• _Prompt_
Copy out every one of the records below word for word, but leave the pictures out.

• _Extracted records_
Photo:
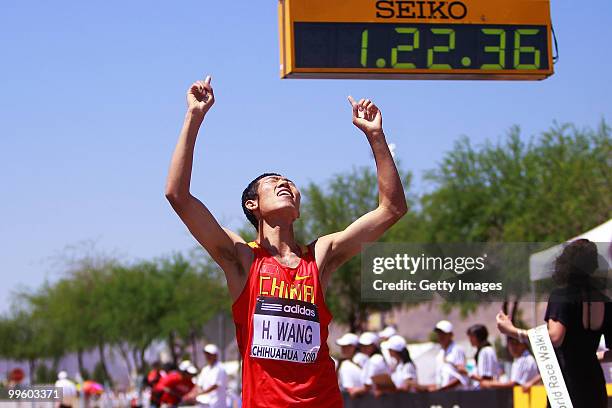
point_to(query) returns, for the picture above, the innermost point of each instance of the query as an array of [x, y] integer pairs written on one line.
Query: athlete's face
[[348, 351], [277, 195]]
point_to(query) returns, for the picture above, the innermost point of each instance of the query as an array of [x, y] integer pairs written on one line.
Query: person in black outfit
[[577, 314]]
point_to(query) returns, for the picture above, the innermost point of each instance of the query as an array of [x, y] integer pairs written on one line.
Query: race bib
[[285, 329]]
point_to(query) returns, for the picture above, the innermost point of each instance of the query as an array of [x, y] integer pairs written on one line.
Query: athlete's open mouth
[[282, 192]]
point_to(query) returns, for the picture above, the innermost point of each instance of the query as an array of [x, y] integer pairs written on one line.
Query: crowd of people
[[379, 363], [185, 385]]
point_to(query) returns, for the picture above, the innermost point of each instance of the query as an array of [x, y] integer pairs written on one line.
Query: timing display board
[[400, 39]]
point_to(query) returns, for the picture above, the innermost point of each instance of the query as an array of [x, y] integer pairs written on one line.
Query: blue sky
[[93, 98]]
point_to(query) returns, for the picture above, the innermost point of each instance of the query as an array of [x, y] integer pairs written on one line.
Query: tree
[[546, 189], [332, 208]]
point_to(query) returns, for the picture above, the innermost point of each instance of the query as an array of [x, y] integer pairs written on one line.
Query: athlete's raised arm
[[225, 247], [335, 249]]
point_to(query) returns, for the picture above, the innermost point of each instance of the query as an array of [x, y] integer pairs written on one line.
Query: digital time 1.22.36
[[421, 46]]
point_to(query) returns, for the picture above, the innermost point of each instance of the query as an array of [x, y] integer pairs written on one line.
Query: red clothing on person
[[281, 328], [154, 376], [178, 385]]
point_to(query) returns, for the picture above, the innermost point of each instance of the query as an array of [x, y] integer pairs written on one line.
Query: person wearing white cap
[[404, 376], [376, 365], [450, 362], [69, 393], [211, 384], [384, 335], [349, 372]]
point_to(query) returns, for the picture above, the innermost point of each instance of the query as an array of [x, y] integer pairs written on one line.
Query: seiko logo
[[299, 310], [426, 10]]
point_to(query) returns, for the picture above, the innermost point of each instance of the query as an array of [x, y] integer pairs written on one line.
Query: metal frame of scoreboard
[[418, 12]]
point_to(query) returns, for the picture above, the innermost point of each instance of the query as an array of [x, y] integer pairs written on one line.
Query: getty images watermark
[[415, 272]]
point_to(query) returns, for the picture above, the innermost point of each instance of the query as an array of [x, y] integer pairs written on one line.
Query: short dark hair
[[479, 331], [250, 193], [576, 263]]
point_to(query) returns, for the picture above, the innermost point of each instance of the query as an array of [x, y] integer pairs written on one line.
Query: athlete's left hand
[[366, 116], [504, 324]]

• _Complete answer_
Photo:
point_to(query) returns, for the picture above, the innermost point of each instance of the query as an array of [x, y] integer pairs written on one line.
Query: athlete's face
[[348, 351], [277, 195]]
point_to(query) returns, for the picture above, the innermost point of each instance of the query as an array of [x, y] integer pairs written on one line.
Query: person in black outfit
[[577, 314]]
point_to(query) returns, for the picture above, the innermost point of each instance of the query as an array of [x, y] integer pairs written on one line.
Query: race bib
[[285, 329]]
point_to(query) returns, for the picture above, the innermost point of each instance of the query as an array of [x, y] integer pairs written on one line.
Query: athlete's open mouth
[[282, 192]]
point_to(query) returns, for the picture above, the innermost point of each instance of the query as an array of [x, y] integer pairs written on one line.
Query: crowd of people
[[379, 363], [185, 385]]
point_to(query) returns, for the picture above, the innermost point of each instance of the query as an array of [x, y] integer pairs written on one line.
Query: timing display board
[[400, 39]]
point_to(query) returns, for the picture above, the innermost point of each instance of the query as an array of [x, y] integer pairs written on one line.
Query: blue sky
[[93, 98]]
point_to(query) returns, for the picture above, the innermost point of each instance of the query as an array of [x, y] integer pairs written on one line.
Query: tree
[[546, 189], [332, 208]]
point_to(query) returns, for the picture above, the innermost point of each instance of the query as an array of [x, y] integer pairs written on one line.
Query: athlete's raised arm
[[225, 247], [335, 249]]
point_to(query) returns, for the picture above, the innermost point of each instance of the query as an array of [x, y] integer pairs written on one line.
Query: digital time 1.22.36
[[421, 46]]
point_to(query) returns, for the picture above, the innermost point of each instance of the query as an array of [x, y] integer pairs written on one line.
Query: red clothing on person
[[281, 328], [154, 376], [178, 385]]
point_to(query) returns, for the picture above, the innermost point of each instance of the query as an array of [x, y] integer pairs written on one line.
Query: person wearing white cap
[[404, 376], [376, 365], [450, 362], [69, 393], [211, 384], [384, 335], [349, 372]]
point_to(query) returns, for the picture above, the innermost point of each instance of the query as an array of [x, y] integer pairs written on one line.
Query: seiko logo
[[299, 310], [426, 10]]
point_to(query) returns, for the picture above, the innermost point of each instance of the query as an array of [x, y] integer pairs written on one line.
Query: metal frame of scoreboard
[[418, 12]]
point_to(query) returns, for the picture above, the innermost point of each instance of the query as an array of [x, y] integer pairs written on one line.
Query: getty images watermark
[[415, 272]]
point_to(query) returns, for the picture above, the innermost point of each instance of the query as an array of [x, y] integer pairs written on one line.
Query: short dark hair
[[479, 331], [250, 193], [576, 263]]
point_to(query) returns, for the picture above, the innermost point of each instance of the query as an array of [x, y] integer pairs written on one line.
Query: athlete's left hand
[[366, 116], [504, 324]]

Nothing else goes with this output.